[Items from a dataset]
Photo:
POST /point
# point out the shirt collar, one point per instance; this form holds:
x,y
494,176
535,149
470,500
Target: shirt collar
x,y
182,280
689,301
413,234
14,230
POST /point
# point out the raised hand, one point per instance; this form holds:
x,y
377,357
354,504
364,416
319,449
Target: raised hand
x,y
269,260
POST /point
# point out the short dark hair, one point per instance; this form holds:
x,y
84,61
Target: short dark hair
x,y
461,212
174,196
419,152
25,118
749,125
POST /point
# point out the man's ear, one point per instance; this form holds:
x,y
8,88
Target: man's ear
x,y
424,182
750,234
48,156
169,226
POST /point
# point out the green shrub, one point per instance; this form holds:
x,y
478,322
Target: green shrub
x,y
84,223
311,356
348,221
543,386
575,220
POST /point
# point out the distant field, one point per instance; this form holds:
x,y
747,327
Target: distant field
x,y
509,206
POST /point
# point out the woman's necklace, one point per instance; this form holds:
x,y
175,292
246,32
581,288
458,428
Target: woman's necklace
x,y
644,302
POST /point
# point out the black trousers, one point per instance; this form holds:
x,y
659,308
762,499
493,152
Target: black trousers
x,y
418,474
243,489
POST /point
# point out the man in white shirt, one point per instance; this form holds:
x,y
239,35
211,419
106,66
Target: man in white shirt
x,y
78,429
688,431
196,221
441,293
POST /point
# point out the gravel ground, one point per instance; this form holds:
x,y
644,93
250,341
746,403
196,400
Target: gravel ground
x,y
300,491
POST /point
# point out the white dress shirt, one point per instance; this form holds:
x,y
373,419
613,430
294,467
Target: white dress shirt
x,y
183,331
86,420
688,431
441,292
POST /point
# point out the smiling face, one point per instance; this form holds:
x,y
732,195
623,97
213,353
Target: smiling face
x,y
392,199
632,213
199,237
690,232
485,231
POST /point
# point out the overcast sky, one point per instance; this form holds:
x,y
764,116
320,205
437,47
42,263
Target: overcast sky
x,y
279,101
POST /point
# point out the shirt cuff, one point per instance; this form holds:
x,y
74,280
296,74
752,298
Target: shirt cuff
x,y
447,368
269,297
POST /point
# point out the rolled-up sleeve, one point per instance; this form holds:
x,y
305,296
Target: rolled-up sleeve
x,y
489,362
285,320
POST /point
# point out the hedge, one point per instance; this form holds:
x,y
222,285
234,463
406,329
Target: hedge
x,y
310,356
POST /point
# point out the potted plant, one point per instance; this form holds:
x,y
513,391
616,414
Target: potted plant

§ TASK:
Reproduce the full listing exactly.

§ RESPONSE TO THE TASK:
Photo:
POST /point
# point out the shirt collar, one point per instance; this form holds:
x,y
494,176
535,149
470,500
Target: shirt collar
x,y
182,280
689,301
413,234
14,230
POST /point
# point out the raised hand, one point per instance; this form holds:
x,y
377,357
354,504
364,416
319,449
Target: raised hand
x,y
269,260
POST /point
# point out the short dark hair, one point per instance; this form holds:
x,y
84,61
Target: short dark hair
x,y
461,212
174,196
419,152
25,118
749,125
POST /point
# point out the man's ear, one point per instance; this form holds:
x,y
8,88
Target: man's ear
x,y
424,182
750,234
48,156
169,226
POST /point
# point out the green shrub, one point per instance; this form holds:
x,y
478,322
Target: green shrub
x,y
84,223
311,356
348,221
543,386
575,220
POST /point
# point out the distant field, one point per instance; this form holds:
x,y
747,327
Target: distant field
x,y
509,206
POST /point
# point out the woman's necklace, one point per instance; this form holds:
x,y
175,292
246,32
581,288
458,428
Target: woman's necklace
x,y
644,302
POST /point
# point out the black trousers, one point per instance; this form holds:
x,y
659,308
762,499
493,152
Target: black trousers
x,y
418,474
243,489
POST /point
# point out the man in white shirt, one point per instance; this form holds:
x,y
239,35
211,419
106,66
Target: man in white shirt
x,y
78,429
688,431
196,221
441,293
POST /point
# point out the gravel ground, one point per instance; this form holds:
x,y
644,93
250,341
746,403
196,400
Target: gravel ground
x,y
300,491
POST /point
# point out the white dress shirt, one point per instance; this form holds:
x,y
373,419
613,430
294,467
Target: white dress shirt
x,y
183,331
86,420
688,431
441,292
POST /point
# point out the smiling face, one point per instance; this form holds:
x,y
732,195
623,97
213,353
Target: smiling face
x,y
392,199
632,213
199,237
690,232
485,231
POST /point
# point out the overcast sky, one point per instance; this form holds:
x,y
764,116
320,205
437,47
42,263
Target: overcast sky
x,y
279,101
POST /point
# point out the shirt cuff, one point per instance; this form holds:
x,y
74,280
296,74
752,298
Target: shirt cuff
x,y
447,368
269,297
POST /point
# point out the rolled-up sleeve, one point per instance; this form holds:
x,y
305,296
Target: rolled-up sleeve
x,y
489,362
285,320
POST /point
# point out the hedge, one point per instance; this form holds:
x,y
222,285
234,463
406,329
Target: hedge
x,y
310,356
POST /point
# point out the potted plant, one point per instance; this form holds:
x,y
513,391
616,414
Target: potted plant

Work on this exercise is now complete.